▶ [Exercise prompt]:
All of the data below must be repeated exactly.

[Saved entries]
=-=-=

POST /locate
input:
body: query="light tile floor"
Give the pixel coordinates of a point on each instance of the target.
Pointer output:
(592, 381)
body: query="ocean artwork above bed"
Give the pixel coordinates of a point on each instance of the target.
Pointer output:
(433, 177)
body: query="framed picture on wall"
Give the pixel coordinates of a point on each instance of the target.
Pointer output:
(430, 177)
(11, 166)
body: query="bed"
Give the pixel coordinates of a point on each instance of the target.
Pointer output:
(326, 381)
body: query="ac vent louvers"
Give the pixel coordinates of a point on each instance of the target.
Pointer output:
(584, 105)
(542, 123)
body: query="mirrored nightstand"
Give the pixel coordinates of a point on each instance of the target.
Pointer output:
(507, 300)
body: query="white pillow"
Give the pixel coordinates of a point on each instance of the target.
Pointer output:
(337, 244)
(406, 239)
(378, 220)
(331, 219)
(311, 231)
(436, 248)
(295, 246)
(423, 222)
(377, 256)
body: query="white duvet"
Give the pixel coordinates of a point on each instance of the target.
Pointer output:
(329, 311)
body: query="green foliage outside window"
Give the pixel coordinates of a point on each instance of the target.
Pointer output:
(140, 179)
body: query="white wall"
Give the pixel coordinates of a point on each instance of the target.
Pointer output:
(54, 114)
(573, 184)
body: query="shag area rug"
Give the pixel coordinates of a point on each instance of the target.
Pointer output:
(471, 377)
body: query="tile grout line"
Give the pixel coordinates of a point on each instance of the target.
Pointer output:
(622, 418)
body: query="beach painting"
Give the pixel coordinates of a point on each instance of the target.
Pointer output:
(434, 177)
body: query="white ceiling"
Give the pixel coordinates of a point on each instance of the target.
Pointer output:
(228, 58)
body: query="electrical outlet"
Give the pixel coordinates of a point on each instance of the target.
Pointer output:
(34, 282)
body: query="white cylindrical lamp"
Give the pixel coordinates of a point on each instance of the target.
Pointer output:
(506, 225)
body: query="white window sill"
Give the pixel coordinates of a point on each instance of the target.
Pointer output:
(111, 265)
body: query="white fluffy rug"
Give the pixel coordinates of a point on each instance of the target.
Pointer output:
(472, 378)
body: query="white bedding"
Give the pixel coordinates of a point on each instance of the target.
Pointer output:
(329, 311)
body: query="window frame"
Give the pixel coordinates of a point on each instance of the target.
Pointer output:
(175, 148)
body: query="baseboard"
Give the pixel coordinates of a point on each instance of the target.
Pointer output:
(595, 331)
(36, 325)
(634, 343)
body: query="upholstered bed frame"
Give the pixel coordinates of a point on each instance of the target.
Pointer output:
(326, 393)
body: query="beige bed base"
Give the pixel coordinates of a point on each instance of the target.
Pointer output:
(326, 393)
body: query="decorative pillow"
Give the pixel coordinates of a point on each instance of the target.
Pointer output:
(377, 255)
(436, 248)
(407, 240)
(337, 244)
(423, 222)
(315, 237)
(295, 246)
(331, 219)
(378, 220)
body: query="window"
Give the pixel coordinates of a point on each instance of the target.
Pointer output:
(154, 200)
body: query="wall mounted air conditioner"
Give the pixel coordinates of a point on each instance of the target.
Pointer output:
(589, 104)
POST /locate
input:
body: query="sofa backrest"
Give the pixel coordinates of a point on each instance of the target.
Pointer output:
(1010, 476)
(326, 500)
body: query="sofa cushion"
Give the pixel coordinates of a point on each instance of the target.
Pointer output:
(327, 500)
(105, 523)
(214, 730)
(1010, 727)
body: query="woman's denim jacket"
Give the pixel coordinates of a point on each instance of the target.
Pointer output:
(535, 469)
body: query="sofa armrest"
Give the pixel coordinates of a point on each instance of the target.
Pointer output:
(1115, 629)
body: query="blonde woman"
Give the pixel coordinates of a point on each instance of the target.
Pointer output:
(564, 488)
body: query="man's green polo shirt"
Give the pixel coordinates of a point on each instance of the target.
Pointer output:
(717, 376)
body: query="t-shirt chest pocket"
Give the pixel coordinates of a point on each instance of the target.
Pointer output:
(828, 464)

=-=-=

▶ [Exercise answer]:
POST /locate
input:
body: query="light tile floor"
Give the pixel coordinates of a point on each instance of the target.
Pointer output:
(592, 381)
body: query="ocean artwork above bed"
Give the pixel coordinates of a point on each instance of the target.
Pointer output:
(433, 177)
body: query="framed picture on wall"
Give the pixel coordinates of a point on each instance of the target.
Pointer output:
(430, 177)
(11, 166)
body: query="bed"
Give the pixel coordinates of a point on each instance of the target.
Pointer output:
(326, 381)
body: query="ac vent louvers"
Give the pixel coordinates of a point on each instance of the target.
Pointer output:
(584, 105)
(542, 123)
body: query="mirrored nightstand"
Give the pixel coordinates of a point on each instance of the target.
Pointer output:
(507, 300)
body: query="white pillow"
Give the pixel coordinates of a point on each instance of the target.
Pointer output:
(337, 244)
(406, 239)
(378, 220)
(331, 219)
(311, 231)
(436, 248)
(295, 246)
(423, 222)
(377, 256)
body: query="white duvet"
Give the pixel coordinates of a point on each instance of the target.
Pointer output:
(329, 311)
body: query="green foliage outside window"
Give the pixel coordinates of a point on each instance of the target.
Pointer output:
(140, 179)
body: query="white wall"
Give the pixel coordinates of a point on each instance of the target.
Pointer output:
(54, 114)
(573, 184)
body: query="shag area rug"
Give the pixel coordinates of a point on each instance of the target.
Pointer output:
(471, 377)
body: query="tile grout line"
Give the pixel coordinates of a point on each instance of the target.
Pointer output:
(622, 418)
body: query="beach painting"
Give the pixel coordinates of a point on each instance of the target.
Pointer output:
(434, 177)
body: query="white ceiling"
Give the pixel coordinates of a point on each instance of the target.
Pointer output:
(228, 58)
body: query="electrical outlet"
Give the pixel coordinates of a point on each instance of the target.
Pointer output:
(34, 282)
body: query="white cylindrical lamp"
Give the pixel coordinates of a point on each instance of the target.
Pointer output:
(506, 225)
body: query="white window sill"
Give the pixel coordinates of a point on each instance of the target.
Pointer output:
(111, 265)
body: query="white fluffy rug"
Give the pixel coordinates of a point on each instance of the target.
Pointer output:
(472, 378)
body: query="white bedding"
Give the pixel coordinates of a point on each instance of the target.
Pointer output:
(329, 311)
body: query="window frame"
Give the pixel coordinates of a point on each instance of the target.
Pointer output:
(175, 148)
body: query="baseboard"
Give the pixel coordinates of a point on each instance of the target.
Pointer output:
(595, 331)
(36, 325)
(634, 343)
body: query="upholstered bed frame"
Give the pixel coordinates of a point on each instance of the target.
Pointer output:
(326, 393)
body: query="beige bed base"
Give the pixel coordinates of a point on each instance of the target.
Pointer output:
(326, 393)
body: query="decorative pillow"
Give the pixel coordinates of a point on each instance of the target.
Pointer output:
(377, 255)
(436, 248)
(407, 240)
(337, 244)
(423, 222)
(315, 237)
(295, 246)
(331, 219)
(378, 220)
body: query="window"
Give the pixel coordinates of a point on each instance of the target.
Pointer output:
(154, 200)
body: query="wall mounted air conditioner"
Give the pixel coordinates of a point on each instance of the target.
Pointer output:
(589, 104)
POST /locate
input:
body: query="sofa backrest"
Give the pixel coordinates of a point on each instance of the target.
Pointer output:
(1010, 476)
(326, 500)
body: query="sofa cushion"
Give the pixel coordinates of a point on each instance of the target.
Pointer output:
(327, 500)
(105, 523)
(214, 730)
(1010, 727)
body: query="woman's denim jacket"
Give the pixel coordinates of a point on each instance of the target.
Pointer output:
(535, 469)
body: query="sofa armrest"
Give the pixel coordinates of a point on each instance of the target.
Pointer output:
(1115, 629)
body: query="blonde woman"
Give the pixel coordinates of a point on each instance of the target.
Pointer output:
(564, 488)
body: query="man's green polo shirt"
Give the pixel coordinates of a point on each instance of the target.
Pointer output:
(717, 376)
body: query="t-shirt chest pocket"
Give the pixel coordinates of a point on each instance of the target.
Pointer output:
(828, 464)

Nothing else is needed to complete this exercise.